▸ **Point-per-instance localization data**
┌────────
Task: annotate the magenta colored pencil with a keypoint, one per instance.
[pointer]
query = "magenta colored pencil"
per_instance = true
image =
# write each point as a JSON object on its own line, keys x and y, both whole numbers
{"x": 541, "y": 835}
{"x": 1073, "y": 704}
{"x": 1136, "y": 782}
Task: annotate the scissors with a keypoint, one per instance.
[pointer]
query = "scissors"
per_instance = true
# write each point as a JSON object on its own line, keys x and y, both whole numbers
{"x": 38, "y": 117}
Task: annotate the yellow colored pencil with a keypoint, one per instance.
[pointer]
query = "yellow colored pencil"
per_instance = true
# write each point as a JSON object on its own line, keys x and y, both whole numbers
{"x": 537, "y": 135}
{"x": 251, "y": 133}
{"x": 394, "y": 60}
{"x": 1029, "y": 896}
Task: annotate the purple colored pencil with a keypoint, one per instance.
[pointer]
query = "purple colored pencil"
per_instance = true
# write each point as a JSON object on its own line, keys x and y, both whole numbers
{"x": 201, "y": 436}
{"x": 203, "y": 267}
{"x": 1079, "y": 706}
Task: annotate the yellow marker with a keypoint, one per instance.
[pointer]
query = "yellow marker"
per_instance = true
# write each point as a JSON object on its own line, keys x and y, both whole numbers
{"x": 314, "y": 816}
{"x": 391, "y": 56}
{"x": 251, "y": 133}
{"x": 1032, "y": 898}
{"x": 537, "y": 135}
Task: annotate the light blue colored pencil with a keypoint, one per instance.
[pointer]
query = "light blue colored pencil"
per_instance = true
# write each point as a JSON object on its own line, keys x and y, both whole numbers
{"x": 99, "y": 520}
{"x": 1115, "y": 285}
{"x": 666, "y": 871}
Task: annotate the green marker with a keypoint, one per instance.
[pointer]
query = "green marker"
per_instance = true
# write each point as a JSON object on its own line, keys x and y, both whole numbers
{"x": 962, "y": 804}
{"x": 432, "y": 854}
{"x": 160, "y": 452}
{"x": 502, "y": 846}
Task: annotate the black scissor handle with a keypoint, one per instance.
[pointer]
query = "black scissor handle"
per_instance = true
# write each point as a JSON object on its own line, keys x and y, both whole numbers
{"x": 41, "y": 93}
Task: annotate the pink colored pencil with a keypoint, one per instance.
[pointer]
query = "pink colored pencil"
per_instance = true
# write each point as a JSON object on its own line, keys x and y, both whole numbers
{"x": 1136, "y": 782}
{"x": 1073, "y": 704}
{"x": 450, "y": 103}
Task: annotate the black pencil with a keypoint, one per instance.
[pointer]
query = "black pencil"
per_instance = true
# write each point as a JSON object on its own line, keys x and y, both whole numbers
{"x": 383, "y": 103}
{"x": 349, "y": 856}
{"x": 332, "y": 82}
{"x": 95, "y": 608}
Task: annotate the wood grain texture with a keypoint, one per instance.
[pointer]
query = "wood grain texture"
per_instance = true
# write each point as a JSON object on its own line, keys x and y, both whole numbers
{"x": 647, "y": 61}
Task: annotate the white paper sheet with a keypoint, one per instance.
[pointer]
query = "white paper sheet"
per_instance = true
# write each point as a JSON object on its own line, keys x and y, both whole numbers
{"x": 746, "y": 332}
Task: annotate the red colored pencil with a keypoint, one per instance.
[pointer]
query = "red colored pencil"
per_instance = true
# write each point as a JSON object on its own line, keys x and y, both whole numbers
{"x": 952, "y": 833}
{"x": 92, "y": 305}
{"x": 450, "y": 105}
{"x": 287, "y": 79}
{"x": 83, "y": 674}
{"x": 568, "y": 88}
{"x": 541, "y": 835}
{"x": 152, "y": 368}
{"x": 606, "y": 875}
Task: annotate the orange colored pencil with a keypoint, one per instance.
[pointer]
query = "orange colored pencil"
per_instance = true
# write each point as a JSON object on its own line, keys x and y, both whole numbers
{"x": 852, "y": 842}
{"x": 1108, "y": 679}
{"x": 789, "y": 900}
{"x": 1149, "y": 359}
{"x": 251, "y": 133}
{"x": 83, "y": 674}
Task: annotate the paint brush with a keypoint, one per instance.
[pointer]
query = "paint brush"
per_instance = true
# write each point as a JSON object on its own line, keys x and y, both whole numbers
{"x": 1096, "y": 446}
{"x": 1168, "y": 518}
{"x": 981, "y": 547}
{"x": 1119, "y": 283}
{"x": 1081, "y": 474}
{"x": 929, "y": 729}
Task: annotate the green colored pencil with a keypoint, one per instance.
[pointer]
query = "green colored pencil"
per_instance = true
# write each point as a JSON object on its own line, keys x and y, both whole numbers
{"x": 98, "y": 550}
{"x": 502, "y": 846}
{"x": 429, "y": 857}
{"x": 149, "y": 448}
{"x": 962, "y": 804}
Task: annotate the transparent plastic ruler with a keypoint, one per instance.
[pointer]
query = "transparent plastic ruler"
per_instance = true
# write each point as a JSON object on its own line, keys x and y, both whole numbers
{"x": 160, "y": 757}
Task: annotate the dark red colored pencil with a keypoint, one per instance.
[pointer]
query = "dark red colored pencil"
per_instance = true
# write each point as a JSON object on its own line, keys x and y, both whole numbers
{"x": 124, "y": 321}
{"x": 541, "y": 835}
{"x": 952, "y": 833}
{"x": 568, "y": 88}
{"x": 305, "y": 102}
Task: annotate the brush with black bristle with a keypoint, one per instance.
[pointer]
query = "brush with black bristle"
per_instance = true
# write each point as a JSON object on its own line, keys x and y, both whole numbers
└────────
▸ **Activity**
Within the data, how many lines hold "magenta"? Respond with only the number.

▸ **Result of this exercise**
2